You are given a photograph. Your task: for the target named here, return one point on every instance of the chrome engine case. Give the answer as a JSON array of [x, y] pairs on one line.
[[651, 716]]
--
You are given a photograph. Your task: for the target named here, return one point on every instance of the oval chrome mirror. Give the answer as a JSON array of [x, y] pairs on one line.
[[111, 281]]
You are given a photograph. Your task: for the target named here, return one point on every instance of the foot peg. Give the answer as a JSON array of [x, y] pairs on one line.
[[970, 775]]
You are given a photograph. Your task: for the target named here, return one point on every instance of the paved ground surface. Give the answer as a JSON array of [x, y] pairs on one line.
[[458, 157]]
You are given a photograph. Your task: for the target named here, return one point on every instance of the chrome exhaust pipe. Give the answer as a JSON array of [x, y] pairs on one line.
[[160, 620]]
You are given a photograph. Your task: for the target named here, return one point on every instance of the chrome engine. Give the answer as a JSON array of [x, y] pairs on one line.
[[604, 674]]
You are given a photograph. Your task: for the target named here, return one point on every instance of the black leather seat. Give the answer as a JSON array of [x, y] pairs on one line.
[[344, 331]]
==
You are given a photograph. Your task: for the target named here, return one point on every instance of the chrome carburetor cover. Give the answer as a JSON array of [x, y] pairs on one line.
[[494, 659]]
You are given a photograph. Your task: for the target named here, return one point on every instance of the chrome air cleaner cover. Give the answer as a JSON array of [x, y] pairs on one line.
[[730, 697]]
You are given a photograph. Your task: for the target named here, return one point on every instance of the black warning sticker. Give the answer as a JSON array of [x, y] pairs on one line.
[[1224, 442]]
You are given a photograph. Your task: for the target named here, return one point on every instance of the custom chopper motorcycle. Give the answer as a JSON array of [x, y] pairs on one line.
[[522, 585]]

• _The problem_: Rewrite everything from the line containing "the chrome engine." down to the line containing "[[344, 331]]", both included, keeping the request lines unchanged and raising every x and y coordinate in the answers by 114.

• _Expected answer_:
You are given a photograph. Your task: for the target named here, return one point on every instance of the chrome engine. Give the answer as a JSON array of [x, y] pairs on one line.
[[718, 788]]
You are given a photograph. Your task: for the target named here, return one point on every instance of the black leather seat. Give the answer as a JSON array of [x, y] pairs on one line.
[[458, 445]]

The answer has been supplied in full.